··· Materials provided

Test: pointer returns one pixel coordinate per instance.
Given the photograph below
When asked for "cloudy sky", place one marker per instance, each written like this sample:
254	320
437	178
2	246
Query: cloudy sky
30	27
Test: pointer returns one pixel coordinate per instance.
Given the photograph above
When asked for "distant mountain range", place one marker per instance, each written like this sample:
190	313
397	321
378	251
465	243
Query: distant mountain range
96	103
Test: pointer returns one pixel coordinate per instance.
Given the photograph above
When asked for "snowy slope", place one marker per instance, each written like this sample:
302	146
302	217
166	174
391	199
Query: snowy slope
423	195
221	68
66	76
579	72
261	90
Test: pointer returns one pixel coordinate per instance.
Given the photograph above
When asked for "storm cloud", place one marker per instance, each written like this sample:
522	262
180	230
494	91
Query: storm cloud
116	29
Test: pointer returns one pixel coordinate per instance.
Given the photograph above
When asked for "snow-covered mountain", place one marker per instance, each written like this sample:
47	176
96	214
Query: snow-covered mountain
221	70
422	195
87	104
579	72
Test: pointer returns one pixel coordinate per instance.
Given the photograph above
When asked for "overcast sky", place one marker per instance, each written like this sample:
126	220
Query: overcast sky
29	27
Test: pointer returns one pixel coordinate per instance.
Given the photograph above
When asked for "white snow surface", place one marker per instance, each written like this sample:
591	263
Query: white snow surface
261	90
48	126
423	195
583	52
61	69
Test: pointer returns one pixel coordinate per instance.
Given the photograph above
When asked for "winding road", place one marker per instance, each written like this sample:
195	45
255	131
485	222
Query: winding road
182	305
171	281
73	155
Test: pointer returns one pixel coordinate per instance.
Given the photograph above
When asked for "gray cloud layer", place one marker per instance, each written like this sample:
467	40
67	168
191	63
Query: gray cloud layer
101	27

······

For the records above, restate every line word for word.

Test: pointer returns one pixel coordinate per instance.
Given the photograph below
When asked for "cloudy sky", place one marker per instance, each written like this sample:
254	320
437	178
2	246
Query: cloudy sky
30	27
Test: pointer returns one pixel coordinate per instance.
Given the photograph above
When asked for "distant mountain range", place one marker per instance, each written like this sample:
190	313
397	321
378	251
465	243
Query: distant mountain range
96	103
Test: pointer returns one pixel coordinate per instance.
Given the photograph above
When asked for "snowy slope", place one marker per instance, each written like this sample:
302	146
302	217
166	174
391	199
Query: snowy slope
423	195
221	68
66	76
579	72
261	90
Test: pointer returns one pixel coordinate per instance.
Given the photograph above
When asked for "storm cloud", place one marker per instance, each written like this sample:
522	262
180	230
494	91
Query: storm cloud
116	29
Test: pointer returns one pixel coordinate per instance.
Given the photograph above
When asked for "snow-covered mountain", place one marker per instance, each written like this sample:
47	176
96	214
Query: snow-covered mountain
221	70
422	195
87	104
579	72
Test: pointer returns one pixel coordinate per instance.
Given the photograph above
When asked for "overcast sky", place one marker per instance, each written like this sample:
126	220
Query: overcast sky
29	27
Test: pointer returns one pixel coordinate per instance.
Given the photograph above
When asked for "white snow surface", place one marker per instance, each written like this sample:
591	263
Query: white snow surface
261	90
48	126
423	195
583	52
61	69
Test: pointer returns one pixel coordinate per instance.
Given the photograph above
When asked for "winding road", place one marker per instance, each written like this sample:
195	45
255	131
485	222
Query: winding road
182	305
171	281
73	155
Test: pointer returns one pixel coordinate per instance.
Given the photograph above
When asked for "gray cloud layer", place one marker per instance, each written like this sample:
467	40
67	168
191	63
Query: gray cloud layer
101	27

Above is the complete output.